:: DIRECTIVE ::
Update the Delaware redomestication filing, starting at "Completion of Redomestication" and ending at "Merger Sub’s parent.", so that "surviving corporation" reads "successor corporation".

:: DOCUMENT EXTRACT ::
>>>

Completion of Redomestication into Delaware

 

As of the Effective Date, the Company consummated its redomestication into the State of Delaware through a merger of the Company into PEN (the “Redomestication Merger”). As a result of the Redomestication Merger, the Company’s separate existence ceased and PEN continued as the surviving corporation and became Merger Sub’s parent.

 

Completion of Merger of Nano into Merger Sub and Zeiss Exchange

 

Immediately after the completion of the Redomestication Merger, Nano merged into Merger Sub, with Merger Sub surviving the merger (the “Nano Merger”), and changed its name to Nanofilm Holding Inc. Upon the consummation of the Nano Merger, the separate existence of Nano ceased and Nanofilm Holding Inc. remains a subsidiary of PEN. Following that merger, Zeiss exchanged its units of ownership in Nanofilm Ltd. for stock in PEN (the Exchange”).

 

Share exchanges and issuances

 

(i) In the Redomestication Merger each former share of the Company’s common stock, par value $0.001 per share, issued and outstanding immediately prior to the Effective Date of the Combination (other than shares owned by shareholders who properly exercised and perfected their rights of dissent and appraisal under Texas law) were converted into the right to receive one share of PEN Class A common stock, par value $.0001 per share

 

(ii) In the Nano Merger, each share of Nano Class A common stock issued and outstanding immediately prior to the Effective Date of the Combination was converted into the right to receive 141.294 shares of PEN Class A common stock, and each share of Nano Class B common stock issued and outstanding immediately prior to the Effective Date of the Combination was converted into the right to receive 141.294 shares of PEN Class B common stock (in each case, rounded up for fractional shares); and

 

(iii) each unit of Class Z membership interest in Nanofilm, Ltd. held by Zeiss was converted to 141.294 shares of PEN Class Z common stock (rounded up for any fractional share).

 

The Merger & Exchange Agreement is described in the Company’s current report on Form 8-K filed March 11, 2014. Amendments to the Merger & Exchange Agreement are described in the Company’s current reports on Form 8-K filed May 30, 2014 and July 7, 2014. Such descriptions are incorporated herein by reference. In addition, such descriptions are qualified in their entirety by reference to the full text of the Merger & Exchange Agreement and the subsequent amendments thereto, copies of which were filed as Exhibit 2.1 to the Company’s current report on Form 8-K filed on March 11, 2014, Exhibit 10.1 to the Company’s current report on Form 8-K filed on May 30, 2014 and Exhibit 10.1 to the Company’s current report on Form 8-K filed on July 7, 2014, respectively, and which are incorporated herein by reference.

 

Item 3.02 Unregistered Sales of Equity Securities

 

The information set forth in Item 2.01, above, of this Current Report on Form 8-K is incorporated by reference into this Item 3.02.

<<<

:: MATERIAL ::

>>>

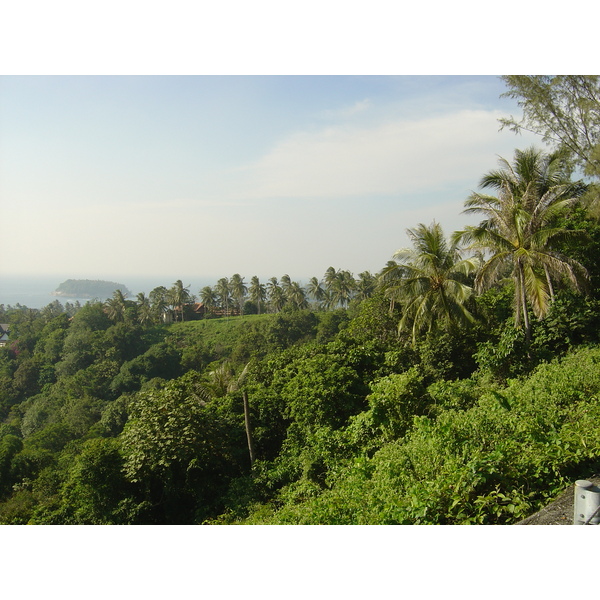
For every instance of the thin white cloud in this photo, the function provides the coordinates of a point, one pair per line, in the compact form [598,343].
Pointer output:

<<<

:: RESPONSE TO THE TASK ::
Completion of Redomestication into Delaware

 

As of the Effective Date, the Company consummated its redomestication into the State of Delaware through a merger of the Company into PEN (the “Redomestication Merger”). As a result of the Redomestication Merger, the Company’s separate existence ceased and PEN continued as the successor corporation and became Merger Sub’s parent.